* Written instruction a
Count the lines in the entries that contain the word "trumpet", treating case as significant. Reply with the number alone.

* Source passage

Never mix business with benevolence.
CORMEGA X POUND
Gone are the days of "Fuck Nas N Nature", Queensbridge legend, Cormega has an entirely different perspective than his grimey baggy-pant-wearing, gun-toting former self. Having just released his seventh album, Raw Forever, 'Mega talks to Pound about whether he's still raw, getting past a bad reputation, his charitable soft side and much more.
Words: Olivia Arezes
Gone are the days of "Fuck Nas N Nature", Queensbridge legend, Cormega has an entirely different perspective than his grimey baggy-pant-wearing, gun-toting former self.
Pound: I know you’ve been frustrated with rap music in the past, who, or what are you listening to right now?
Cormega: I don’t think I’ve been frustrated with rap, maybe that’s a misconception, I just didn’t really respect what I was hearing and the difference between [that] and being frustrated is, I was like ashamed and embarrassed at the same time. It’s like seeing young children at family reunions and not carrying our family traditions, I guess that’s what it was like. My frustrations were towards labels, not towards rap, not towards the music.
Pound: But there was a period of time you said you weren’t listening to rap…?
Cormega: Sometimes now I still don’t listen to rap, turn on the radio and I don’t wanna hear it, every song about poppin’ bottles and “drink this” and “I do this” and “I do that”, that’s the type of stuff I don’t wanna hear, and I got kids and stuff to do, I be like “Wow! That’ll be what my kids hear.” The last hip-hop album, as far as mainstream, that really caught my attention and I really thought was brilliant was Kanye West’s last solo album [My Beautiful Dark Twisted Fantasy], I thought that was kind of brilliant and there’s underground artists who I respect, but for the most part it is what it is. At the end of the day, people are important, I respect that. I’m not listening to nobody right now, I’m listening to Large Professor beats, I’m listening to R&B, stuff like that, reggae. Sometimes I have to get away from rap, to recharge myself.
Pound: Does getting away from rap effect your rapping?
Cormega: I just withdraw from it, I always do that, I’ve always done that since I recorded, it’s just like sometimes you wanna get away from everything that’s going on but you don’t wanna fall into that cycle, or sometimes you don’t wanna fall into what’s going on, like thinking “This is what I have to do, because this is what’s going on now,” you don’t wanna fall into that trap so I just get away from everything and just cleanse myself, I mean that’s what I do, I get away from everything and I just focus on what makes me me, what my fans enjoy. I can’t try to do what this artist does or what that artist does, I just have to do what makes Cormega fans come out because that’s the only people that matter to me.
Pound: You’ve stated you’re not really about what’s happening right now, you’re not out to make that hot record, that autotune record.
Pound: So how do you stay true to your style but find a place in current music?

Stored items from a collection
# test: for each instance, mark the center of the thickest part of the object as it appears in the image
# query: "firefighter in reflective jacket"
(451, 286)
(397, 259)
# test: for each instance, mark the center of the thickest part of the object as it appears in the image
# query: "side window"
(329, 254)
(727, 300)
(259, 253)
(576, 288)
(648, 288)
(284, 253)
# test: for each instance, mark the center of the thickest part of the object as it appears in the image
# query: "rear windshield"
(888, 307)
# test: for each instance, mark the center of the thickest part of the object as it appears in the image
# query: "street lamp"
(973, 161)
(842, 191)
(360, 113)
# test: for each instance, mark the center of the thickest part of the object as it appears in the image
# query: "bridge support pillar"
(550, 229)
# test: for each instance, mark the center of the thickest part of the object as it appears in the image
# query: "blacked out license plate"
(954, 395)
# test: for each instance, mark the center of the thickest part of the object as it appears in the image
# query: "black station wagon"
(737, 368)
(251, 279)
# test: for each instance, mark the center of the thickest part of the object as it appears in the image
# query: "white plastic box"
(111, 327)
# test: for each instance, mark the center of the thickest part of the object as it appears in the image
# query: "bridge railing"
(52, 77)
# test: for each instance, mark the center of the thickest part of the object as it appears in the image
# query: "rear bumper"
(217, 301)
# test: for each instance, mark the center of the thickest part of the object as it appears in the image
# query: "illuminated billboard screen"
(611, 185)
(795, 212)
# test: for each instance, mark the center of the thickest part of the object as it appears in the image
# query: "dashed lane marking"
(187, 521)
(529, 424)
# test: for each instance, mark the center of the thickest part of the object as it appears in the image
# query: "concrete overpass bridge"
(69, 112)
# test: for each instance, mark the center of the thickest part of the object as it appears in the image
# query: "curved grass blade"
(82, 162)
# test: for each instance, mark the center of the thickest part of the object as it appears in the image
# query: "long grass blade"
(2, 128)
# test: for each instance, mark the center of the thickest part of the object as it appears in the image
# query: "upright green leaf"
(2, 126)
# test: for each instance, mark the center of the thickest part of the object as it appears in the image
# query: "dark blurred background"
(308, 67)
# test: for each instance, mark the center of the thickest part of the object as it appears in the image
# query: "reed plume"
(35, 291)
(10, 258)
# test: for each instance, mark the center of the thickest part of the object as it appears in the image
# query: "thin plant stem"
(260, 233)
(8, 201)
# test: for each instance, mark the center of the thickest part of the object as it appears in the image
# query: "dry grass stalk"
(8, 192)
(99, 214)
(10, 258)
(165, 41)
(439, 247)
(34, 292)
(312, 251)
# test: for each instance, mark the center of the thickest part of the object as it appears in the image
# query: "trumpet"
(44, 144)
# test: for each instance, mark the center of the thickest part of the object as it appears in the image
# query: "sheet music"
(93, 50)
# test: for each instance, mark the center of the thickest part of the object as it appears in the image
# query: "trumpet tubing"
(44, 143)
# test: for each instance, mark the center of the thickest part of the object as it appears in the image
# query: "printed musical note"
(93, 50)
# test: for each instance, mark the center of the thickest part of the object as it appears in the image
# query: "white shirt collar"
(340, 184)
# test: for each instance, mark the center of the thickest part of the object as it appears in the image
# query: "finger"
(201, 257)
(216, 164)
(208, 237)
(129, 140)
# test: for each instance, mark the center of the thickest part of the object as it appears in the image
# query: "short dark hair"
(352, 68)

* Written instruction b
Update the stretch of the Cormega interview from "CORMEGA X POUND" through "to right now?", putting "Queens" wherever "Queensbridge" appears.

* Correct output a
2

* Correct output b
CORMEGA X POUND
Gone are the days of "Fuck Nas N Nature", Queens legend, Cormega has an entirely different perspective than his grimey baggy-pant-wearing, gun-toting former self. Having just released his seventh album, Raw Forever, 'Mega talks to Pound about whether he's still raw, getting past a bad reputation, his charitable soft side and much more.
Words: Olivia Arezes
Gone are the days of "Fuck Nas N Nature", Queens legend, Cormega has an entirely different perspective than his grimey baggy-pant-wearing, gun-toting former self.
Pound: I know you’ve been frustrated with rap music in the past, who, or what are you listening to right now?